SUPPLIED PASSAGE >>
** begin **

My grandfather's village

Amy Brill tells the poignant tale of a search for her grandfather's village on a Greek island.

By Amy Brill
Published April 7, 1998 7:00PM (EDT)

You should try to remember the name of the town you're in. I learned this one summer, island-hopping in the Greek Cyclades, browning in the sun and telling people I was there to find my grandfather's family. It's my mother's father I was talking about. He died when she was 9, and I don't know anything about him. I have several dead relatives I know nothing about, but only this one was from a balmy, languorous island set like an emerald in the clear Mediterranean. The rest were from Poland.

My search was not what I would call thorough. I didn't make inquiries before I arrived. I don't speak a work of Greek. I came armed with his name, the dates of his birth and death and the town he was born in. I could, at least, pronounce that. I had practiced. In fact, if I said only that, people sometimes thought I was from there -- an illusion that didn't last long.

It was midafternoon before I'd made it over on the ferry, gotten a bus into town and found a place to stay. I'd parked my bag on some nice woman's porch, and when I went back for it, she was sitting with somebody who looked like her father, or maybe her grandfather. I asked her, just for kicks, if she'd ever heard my grandfather's name.

"Makris," she repeated after me. "Makris."

It sounded different when she said it, and I tried to memorize the rolling "r" she put in.

She shrugged in my direction, but didn't look finished. People did that. If you didn't wait around, you missed the important part that was coming, and too bad for you.

"It was my grandfather," I said. "I'm looking for his family."

The woman looked at the man. She spoke to him in Greek. I understood "Makris."

He took a drink of something with ice. I heard it. That's how quiet this town was.

He spoke, then she turned back to me.

"My father says the name is from Galanado. You should go to Galanado."

I squinted at her.

"Galanado," she repeated. "Is here, is up there." She pointed up, toward the hills. I nodded and tried to repeat this word, so I would remember where I had to go.

She grinned and said it slowly: Ga-la-na-do.

She waved at me from where she stood on the porch. By the time I got back to the room I'd haggled for, I couldn't remember what she had just said. I went to the beach.

- - - - - - - - - - - - - - - - - - - - - - -

The next day I woke early, drank a cup of strong Greek coffee -- don't ever call it Turkish -- and walked along the shuttered beachfront kiosks, stepping over animals asleep next to stairways and stilts. I'd spotted a bike rental place from the bus, and when I found it I checked out the mopeds parked outside. The gears looked crusty, like they'd been sunk and dredged up, but the ones without gears looked all right. The guy at the desk inside looked sleepy, and I felt sleepy, so I smiled. A dog trotted out from behind him. It wagged at me so I scratched its head and waited.

** end **

EXTRACTED MATERIAL >>
** begin **

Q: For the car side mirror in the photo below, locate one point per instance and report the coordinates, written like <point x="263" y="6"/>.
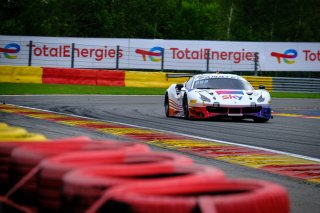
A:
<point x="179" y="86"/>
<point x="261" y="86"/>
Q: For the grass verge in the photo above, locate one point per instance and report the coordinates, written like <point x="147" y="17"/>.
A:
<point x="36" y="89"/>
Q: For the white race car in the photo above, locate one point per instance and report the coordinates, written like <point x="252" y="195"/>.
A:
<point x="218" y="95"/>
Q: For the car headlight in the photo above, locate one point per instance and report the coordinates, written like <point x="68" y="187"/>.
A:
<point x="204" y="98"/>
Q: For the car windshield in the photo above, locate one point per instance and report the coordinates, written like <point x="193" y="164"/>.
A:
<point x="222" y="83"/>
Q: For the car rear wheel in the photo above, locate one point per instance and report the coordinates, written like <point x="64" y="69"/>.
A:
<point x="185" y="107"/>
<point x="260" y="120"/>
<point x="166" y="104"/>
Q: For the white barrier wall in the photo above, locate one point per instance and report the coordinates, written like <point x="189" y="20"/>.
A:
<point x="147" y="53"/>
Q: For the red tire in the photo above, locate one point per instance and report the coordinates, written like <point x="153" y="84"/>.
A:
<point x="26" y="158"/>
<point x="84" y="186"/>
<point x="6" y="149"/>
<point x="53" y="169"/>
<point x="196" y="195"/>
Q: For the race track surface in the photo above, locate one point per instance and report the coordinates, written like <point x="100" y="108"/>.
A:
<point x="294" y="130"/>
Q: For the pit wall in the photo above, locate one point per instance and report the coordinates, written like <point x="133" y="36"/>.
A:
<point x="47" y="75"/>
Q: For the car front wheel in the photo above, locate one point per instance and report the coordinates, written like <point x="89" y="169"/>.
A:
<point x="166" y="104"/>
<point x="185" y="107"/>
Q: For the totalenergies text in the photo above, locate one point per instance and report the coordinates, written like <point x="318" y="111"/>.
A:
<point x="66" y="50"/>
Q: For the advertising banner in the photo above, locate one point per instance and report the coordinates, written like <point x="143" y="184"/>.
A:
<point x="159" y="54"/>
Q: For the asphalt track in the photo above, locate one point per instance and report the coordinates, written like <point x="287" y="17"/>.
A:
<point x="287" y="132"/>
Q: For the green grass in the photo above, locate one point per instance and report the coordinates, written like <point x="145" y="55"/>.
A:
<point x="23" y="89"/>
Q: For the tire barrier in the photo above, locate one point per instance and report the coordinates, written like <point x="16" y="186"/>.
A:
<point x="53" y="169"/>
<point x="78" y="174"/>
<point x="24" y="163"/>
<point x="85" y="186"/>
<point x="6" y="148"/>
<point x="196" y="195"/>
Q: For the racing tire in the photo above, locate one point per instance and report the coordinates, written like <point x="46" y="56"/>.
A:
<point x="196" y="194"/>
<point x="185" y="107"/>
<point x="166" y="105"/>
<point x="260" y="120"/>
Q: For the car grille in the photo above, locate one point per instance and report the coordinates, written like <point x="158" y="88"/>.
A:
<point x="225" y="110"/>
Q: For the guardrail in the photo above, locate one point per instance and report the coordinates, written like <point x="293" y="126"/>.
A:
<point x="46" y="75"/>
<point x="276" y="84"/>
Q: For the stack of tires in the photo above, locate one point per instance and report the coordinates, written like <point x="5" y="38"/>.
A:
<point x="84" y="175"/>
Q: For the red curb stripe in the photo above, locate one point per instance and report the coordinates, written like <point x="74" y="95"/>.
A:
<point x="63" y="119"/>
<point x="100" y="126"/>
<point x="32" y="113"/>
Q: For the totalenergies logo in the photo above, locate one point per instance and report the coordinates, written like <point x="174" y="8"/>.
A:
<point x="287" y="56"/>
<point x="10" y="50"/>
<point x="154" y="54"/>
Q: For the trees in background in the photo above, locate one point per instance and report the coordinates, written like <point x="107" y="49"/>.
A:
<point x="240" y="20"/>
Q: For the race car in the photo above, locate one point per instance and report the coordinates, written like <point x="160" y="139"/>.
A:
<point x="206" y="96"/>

** end **
** begin **

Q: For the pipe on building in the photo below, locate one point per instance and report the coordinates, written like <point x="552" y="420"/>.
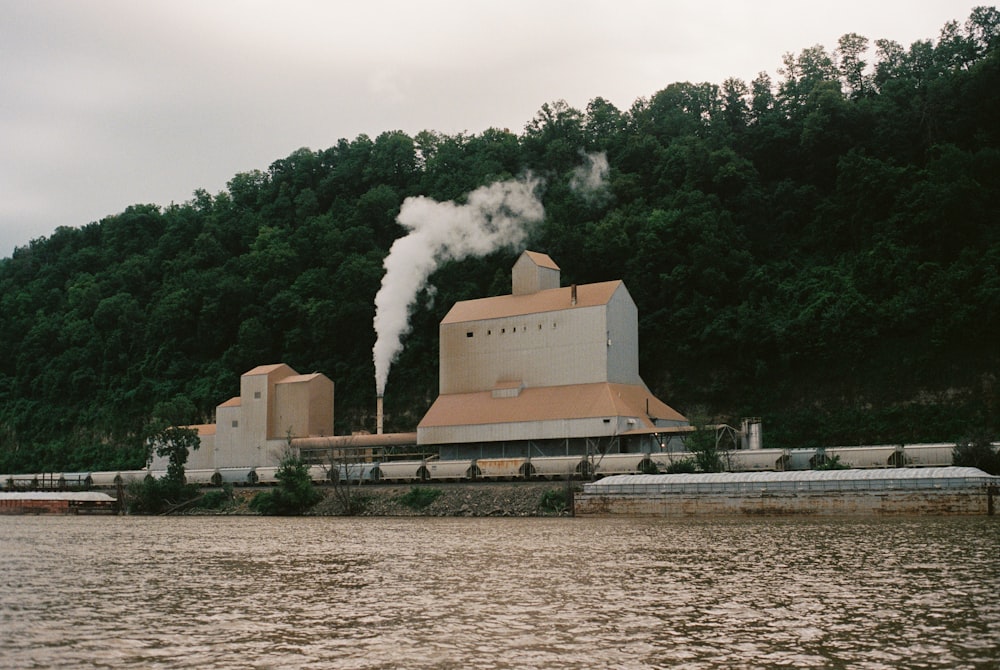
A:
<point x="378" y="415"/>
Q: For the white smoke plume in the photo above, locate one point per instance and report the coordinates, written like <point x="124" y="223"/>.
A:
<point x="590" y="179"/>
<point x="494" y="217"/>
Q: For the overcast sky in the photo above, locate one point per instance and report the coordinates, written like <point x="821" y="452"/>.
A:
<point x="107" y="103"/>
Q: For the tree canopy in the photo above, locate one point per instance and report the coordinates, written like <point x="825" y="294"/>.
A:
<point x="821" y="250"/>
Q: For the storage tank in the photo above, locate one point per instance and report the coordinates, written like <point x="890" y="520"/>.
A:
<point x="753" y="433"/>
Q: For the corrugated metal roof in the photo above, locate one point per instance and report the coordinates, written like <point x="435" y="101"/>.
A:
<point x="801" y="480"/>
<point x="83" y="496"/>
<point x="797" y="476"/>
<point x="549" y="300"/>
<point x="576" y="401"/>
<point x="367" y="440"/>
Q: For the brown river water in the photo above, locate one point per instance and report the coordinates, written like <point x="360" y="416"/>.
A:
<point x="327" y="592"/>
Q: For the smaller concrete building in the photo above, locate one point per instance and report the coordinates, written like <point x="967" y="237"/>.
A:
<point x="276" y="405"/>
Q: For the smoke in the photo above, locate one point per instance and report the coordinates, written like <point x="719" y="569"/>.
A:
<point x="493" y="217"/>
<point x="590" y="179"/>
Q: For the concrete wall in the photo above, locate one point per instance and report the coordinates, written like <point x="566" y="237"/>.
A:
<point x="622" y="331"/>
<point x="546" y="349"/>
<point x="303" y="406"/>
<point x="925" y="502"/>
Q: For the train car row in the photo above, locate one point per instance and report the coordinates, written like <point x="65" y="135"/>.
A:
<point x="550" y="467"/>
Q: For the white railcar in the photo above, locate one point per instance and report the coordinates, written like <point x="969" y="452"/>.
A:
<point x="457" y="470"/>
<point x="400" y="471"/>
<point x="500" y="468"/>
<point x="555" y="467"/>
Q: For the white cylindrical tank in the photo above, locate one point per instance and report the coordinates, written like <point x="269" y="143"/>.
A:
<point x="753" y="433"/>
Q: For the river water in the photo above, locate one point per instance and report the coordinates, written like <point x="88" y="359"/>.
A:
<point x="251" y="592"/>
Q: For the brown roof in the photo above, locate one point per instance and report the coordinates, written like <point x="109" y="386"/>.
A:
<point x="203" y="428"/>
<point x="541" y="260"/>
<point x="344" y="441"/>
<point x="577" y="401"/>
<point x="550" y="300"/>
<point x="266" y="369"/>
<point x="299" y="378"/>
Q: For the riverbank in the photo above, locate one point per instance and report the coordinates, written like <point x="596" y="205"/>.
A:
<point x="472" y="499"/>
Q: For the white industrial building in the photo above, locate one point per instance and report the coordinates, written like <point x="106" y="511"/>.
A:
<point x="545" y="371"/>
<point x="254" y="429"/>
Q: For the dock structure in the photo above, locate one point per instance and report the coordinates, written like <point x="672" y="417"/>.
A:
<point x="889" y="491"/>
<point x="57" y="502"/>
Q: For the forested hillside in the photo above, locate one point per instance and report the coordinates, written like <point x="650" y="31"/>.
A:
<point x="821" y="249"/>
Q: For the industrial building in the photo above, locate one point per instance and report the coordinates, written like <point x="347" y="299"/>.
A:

** end **

REQUESTS >>
**1.** Update the Greek island essay: rewrite the stretch from "The woman looked" through "squinted at her.", putting "blinked" in place of "squinted".
**2.** Take the Greek island essay further, continuing it from its final sentence.

RESPONSES TO THE EXERCISE >>
**1.**
The woman looked at the man. She spoke to him in Greek. I understood "Makris."

He took a drink of something with ice. I heard it. That's how quiet this town was.

He spoke, then she turned back to me.

"My father says the name is from Galanado. You should go to Galanado."

I blinked at her.

**2.**
"Miki," the man said.

I put out my hand, and he looked at it. Then he pointed to the dog.

"Miki," he said again.

"Right." I dropped my hand back to the dog's head. "Hey, Miki," I said.

We agreed on a price for the moped I wanted, and I signed the paper and handed over my passport for collateral. He looked at the photo, then up at me.

"It's me," I said.

He pronounced my whole name out loud once, like a statement rather than a question. Then he handed it back to me and waved me out of the office.

On the road, I quickly began to doubt the wisdom of my idea. I weighed the ruinous condition of the tarmac against where it might lead: The green hills were etched, irresistibly vibrant, against the blue sky, every turn flashing some combination of grove and sea and cliff. I kept going. Maybe my grandfather had taken these roads as a child, I thought. When I came to a junction I looked at my map. Then I looked at the sign. There it was: Galanado.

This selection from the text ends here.